Dataset items
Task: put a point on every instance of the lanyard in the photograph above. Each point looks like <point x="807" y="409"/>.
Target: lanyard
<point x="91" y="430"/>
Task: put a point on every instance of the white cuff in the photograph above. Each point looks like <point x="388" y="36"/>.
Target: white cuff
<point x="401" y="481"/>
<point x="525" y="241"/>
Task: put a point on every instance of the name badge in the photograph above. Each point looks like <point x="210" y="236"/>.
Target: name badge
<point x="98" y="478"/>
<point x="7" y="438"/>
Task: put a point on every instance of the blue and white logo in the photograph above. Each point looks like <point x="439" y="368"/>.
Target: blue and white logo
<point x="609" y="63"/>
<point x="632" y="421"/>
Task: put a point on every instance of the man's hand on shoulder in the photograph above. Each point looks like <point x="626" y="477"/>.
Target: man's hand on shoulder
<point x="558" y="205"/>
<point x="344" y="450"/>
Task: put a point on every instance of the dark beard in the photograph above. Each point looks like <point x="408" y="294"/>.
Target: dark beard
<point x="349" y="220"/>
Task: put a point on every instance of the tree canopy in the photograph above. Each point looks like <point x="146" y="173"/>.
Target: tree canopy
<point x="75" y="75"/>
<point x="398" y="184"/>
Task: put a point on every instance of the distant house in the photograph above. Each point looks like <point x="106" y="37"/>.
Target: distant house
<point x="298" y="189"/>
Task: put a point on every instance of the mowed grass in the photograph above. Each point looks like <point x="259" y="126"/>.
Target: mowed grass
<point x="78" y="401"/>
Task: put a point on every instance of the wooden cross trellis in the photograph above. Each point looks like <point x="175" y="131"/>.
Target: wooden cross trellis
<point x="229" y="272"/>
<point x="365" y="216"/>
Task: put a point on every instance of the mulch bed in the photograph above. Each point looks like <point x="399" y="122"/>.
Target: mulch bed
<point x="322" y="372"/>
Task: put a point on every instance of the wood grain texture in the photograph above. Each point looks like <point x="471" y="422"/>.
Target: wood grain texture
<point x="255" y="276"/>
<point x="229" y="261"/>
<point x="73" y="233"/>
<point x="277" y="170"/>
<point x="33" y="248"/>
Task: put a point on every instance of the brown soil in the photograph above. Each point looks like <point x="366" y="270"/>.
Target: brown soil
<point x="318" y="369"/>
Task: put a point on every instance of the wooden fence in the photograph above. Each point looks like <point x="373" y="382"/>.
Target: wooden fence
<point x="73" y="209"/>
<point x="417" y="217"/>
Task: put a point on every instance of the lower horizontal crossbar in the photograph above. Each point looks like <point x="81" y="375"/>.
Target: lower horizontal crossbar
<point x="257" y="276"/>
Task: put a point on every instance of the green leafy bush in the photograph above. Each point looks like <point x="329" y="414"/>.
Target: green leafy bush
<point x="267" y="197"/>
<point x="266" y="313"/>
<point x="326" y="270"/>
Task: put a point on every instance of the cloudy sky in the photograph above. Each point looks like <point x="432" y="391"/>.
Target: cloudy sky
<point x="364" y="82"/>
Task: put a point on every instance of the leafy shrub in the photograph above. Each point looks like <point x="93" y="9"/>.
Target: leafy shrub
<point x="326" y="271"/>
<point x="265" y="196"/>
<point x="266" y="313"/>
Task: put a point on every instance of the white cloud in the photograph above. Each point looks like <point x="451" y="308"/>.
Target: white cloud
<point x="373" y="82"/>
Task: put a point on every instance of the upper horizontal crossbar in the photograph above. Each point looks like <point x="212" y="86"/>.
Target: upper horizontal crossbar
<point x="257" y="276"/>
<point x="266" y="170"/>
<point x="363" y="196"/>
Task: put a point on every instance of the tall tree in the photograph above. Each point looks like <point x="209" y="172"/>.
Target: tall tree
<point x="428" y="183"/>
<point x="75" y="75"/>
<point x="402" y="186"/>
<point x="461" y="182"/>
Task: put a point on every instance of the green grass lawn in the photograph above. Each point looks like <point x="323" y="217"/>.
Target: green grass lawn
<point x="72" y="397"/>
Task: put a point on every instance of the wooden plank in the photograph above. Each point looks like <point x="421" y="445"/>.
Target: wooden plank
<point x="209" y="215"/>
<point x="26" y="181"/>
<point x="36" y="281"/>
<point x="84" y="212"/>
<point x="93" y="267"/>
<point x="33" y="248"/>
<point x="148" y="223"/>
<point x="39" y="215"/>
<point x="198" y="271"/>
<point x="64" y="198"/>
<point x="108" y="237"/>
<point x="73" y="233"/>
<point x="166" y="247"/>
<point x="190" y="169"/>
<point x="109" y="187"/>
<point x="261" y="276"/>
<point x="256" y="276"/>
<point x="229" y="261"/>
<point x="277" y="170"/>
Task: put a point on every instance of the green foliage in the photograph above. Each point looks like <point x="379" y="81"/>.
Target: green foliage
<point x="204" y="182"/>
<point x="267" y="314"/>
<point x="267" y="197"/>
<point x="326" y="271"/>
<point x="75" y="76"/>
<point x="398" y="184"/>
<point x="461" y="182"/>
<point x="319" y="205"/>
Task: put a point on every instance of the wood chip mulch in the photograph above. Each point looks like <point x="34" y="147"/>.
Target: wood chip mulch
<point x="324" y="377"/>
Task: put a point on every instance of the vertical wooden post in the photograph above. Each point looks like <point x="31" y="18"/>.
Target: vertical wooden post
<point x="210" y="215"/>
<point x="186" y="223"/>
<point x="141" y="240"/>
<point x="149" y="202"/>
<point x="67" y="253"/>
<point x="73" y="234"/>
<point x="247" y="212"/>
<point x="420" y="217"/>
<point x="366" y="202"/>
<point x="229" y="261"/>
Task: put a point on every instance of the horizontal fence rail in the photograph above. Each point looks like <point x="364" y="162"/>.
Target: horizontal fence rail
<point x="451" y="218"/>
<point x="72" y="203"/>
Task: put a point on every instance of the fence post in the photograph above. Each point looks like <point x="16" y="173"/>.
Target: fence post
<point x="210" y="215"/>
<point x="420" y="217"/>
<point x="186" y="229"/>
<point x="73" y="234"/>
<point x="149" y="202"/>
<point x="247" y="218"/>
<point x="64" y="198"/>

• _Objective_: From the line with "Task: put a point on every instance of the green foliage" to the last line of the material, give every line again exactly, and only those lines.

• _Task response_:
Task: put a point on every instance of the green foliage in the photograph above. Each point looks like <point x="379" y="81"/>.
Target: green foliage
<point x="204" y="182"/>
<point x="267" y="314"/>
<point x="267" y="197"/>
<point x="326" y="271"/>
<point x="75" y="76"/>
<point x="398" y="184"/>
<point x="461" y="182"/>
<point x="319" y="205"/>
Task: put a point on every instance of the wood chip mulch in the photograph above. Each point looks like <point x="34" y="147"/>.
Target: wood chip mulch
<point x="324" y="377"/>
Task: put a point on every instance of the vertical wooden post in the photograph above. Each point looks like <point x="31" y="18"/>.
Target: vertical wooden post
<point x="210" y="215"/>
<point x="186" y="223"/>
<point x="141" y="240"/>
<point x="149" y="202"/>
<point x="67" y="253"/>
<point x="73" y="234"/>
<point x="247" y="212"/>
<point x="420" y="217"/>
<point x="366" y="202"/>
<point x="229" y="261"/>
Task: put a point on every instance of the horizontal fence rail in the photograph above. Each point looks like <point x="364" y="162"/>.
Target: horizontal fence rail
<point x="451" y="218"/>
<point x="72" y="203"/>
Task: put a point on every instance of the fence post in the photograph above. Each point looks like <point x="16" y="173"/>.
Target: fence post
<point x="210" y="215"/>
<point x="420" y="217"/>
<point x="186" y="229"/>
<point x="73" y="234"/>
<point x="149" y="202"/>
<point x="247" y="218"/>
<point x="64" y="198"/>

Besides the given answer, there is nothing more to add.